* AVAILABLE RECORDS *

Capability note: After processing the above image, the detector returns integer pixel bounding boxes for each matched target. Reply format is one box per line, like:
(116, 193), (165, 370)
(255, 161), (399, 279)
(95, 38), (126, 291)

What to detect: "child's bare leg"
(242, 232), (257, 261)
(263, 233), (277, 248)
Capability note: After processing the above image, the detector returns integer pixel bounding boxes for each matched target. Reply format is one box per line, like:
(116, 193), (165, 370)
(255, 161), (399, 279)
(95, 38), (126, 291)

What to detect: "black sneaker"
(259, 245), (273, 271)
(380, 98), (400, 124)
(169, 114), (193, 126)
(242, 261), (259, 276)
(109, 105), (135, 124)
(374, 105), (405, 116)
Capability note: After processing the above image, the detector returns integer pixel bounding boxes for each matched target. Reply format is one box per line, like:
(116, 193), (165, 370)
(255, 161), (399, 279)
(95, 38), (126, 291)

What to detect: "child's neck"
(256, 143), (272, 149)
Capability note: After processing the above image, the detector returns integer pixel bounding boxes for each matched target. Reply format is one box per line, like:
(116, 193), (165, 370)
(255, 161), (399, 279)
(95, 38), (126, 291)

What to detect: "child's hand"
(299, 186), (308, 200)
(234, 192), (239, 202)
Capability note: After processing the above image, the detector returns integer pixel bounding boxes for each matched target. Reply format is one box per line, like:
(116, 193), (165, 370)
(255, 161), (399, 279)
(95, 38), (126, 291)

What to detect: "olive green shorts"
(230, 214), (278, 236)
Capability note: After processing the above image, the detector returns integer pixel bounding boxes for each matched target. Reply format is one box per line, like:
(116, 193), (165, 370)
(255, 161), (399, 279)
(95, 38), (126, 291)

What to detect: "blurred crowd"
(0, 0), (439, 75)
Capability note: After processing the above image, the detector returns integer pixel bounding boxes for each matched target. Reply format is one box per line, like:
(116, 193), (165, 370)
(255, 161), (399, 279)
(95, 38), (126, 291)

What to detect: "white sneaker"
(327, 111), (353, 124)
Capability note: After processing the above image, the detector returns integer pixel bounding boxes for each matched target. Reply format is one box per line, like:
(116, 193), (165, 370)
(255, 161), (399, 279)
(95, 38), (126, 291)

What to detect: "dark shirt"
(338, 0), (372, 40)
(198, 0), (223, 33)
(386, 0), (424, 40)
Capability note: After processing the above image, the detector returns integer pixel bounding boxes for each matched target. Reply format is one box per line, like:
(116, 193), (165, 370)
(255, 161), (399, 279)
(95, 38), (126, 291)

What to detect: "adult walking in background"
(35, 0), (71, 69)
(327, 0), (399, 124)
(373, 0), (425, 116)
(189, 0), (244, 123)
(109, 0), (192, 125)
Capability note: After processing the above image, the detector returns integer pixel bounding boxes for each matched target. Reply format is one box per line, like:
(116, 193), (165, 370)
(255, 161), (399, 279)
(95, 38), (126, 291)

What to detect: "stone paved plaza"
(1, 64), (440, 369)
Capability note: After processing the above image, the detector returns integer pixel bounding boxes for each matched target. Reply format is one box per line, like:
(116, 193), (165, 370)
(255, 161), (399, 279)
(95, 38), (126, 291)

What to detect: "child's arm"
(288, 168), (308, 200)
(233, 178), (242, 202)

* WHAT TO PRODUCE *
Reproduce each entry above. Every word must match.

* COMPLETED EXERCISE *
Capability note: After processing the above image, the detector returns integer pixel bounding boxes for each matched target. Reply format is one box per line, like:
(116, 193), (165, 370)
(255, 161), (399, 279)
(95, 38), (126, 291)

What to detect: "child's bare leg"
(242, 232), (257, 261)
(263, 233), (277, 248)
Capability note: After processing the above image, the detector returns integer pixel bounding boxes for each matched target. Reply format is one box per line, like:
(116, 193), (165, 370)
(255, 161), (399, 279)
(95, 38), (126, 291)

What to detect: "black sneaker"
(259, 245), (273, 271)
(380, 98), (400, 124)
(169, 114), (193, 126)
(242, 261), (259, 276)
(109, 105), (135, 124)
(374, 105), (405, 116)
Capability note: After processing the above image, the detector returns integer pixel bounding boxes for each matched target. Reply format is one box per line, like:
(116, 193), (165, 370)
(255, 161), (399, 279)
(95, 38), (126, 291)

What to detect: "child's neck"
(256, 143), (272, 149)
Capability note: After processing the above image, the detector returns integer pixel bounding boxes for each matched target. Reply format is one box per line, like:
(116, 193), (165, 370)
(255, 161), (399, 279)
(95, 38), (126, 291)

What to detect: "child's hand"
(299, 186), (308, 200)
(234, 192), (239, 202)
Capability note: After processing the above image, the detector returns integer pixel bounding boxes for each matched target. Reply format is one box per line, like:
(116, 193), (165, 370)
(255, 161), (399, 279)
(95, 38), (126, 291)

What to detect: "olive green shorts"
(230, 214), (278, 236)
Capability note: After processing the above image, the detector returns integer pixel bounding boxes for each matched target. Reply format is one box per line, like:
(116, 193), (165, 370)
(255, 161), (399, 279)
(95, 38), (126, 291)

What to detect: "blurred crowd"
(0, 0), (439, 75)
Capability note: After processing the above image, the detector returns integer pixel bounding boxes for each matched target. Reply format is one box per line, like:
(116, 193), (165, 370)
(255, 161), (399, 279)
(95, 38), (126, 291)

What to detect: "white sneaker"
(327, 111), (353, 124)
Capability note: After processing the above image, the detector returns integer pixel bounding boxes for each matched target. Reply format is one box per line, like:
(116, 193), (165, 370)
(255, 161), (399, 279)
(95, 38), (126, 291)

What to detect: "dark shirt"
(338, 0), (372, 40)
(198, 0), (223, 33)
(386, 0), (424, 40)
Capability note: After processing the above image, the detector returns integer pixel bounding boxes for each matched target. Reply format is one box per line, like:
(116, 193), (165, 370)
(255, 161), (399, 279)
(95, 38), (126, 291)

What to detect: "adult walking in background"
(35, 0), (71, 69)
(327, 0), (399, 124)
(373, 0), (425, 116)
(189, 0), (244, 123)
(109, 0), (192, 125)
Capability note: After processing the above image, the detector returns integer pixel bounding boxes for each matched target. Reply format is one box per line, like:
(116, 193), (165, 370)
(255, 161), (399, 279)
(95, 38), (126, 291)

What to detect: "stone paved plaza"
(1, 64), (440, 369)
Capability note: After processing the above image, the detector returns integer pixel bounding boxes for each matched target. Reply format is one box per line, like:
(116, 193), (165, 370)
(255, 161), (399, 279)
(95, 38), (126, 291)

What to detect: "child's arm"
(288, 168), (308, 200)
(233, 178), (242, 202)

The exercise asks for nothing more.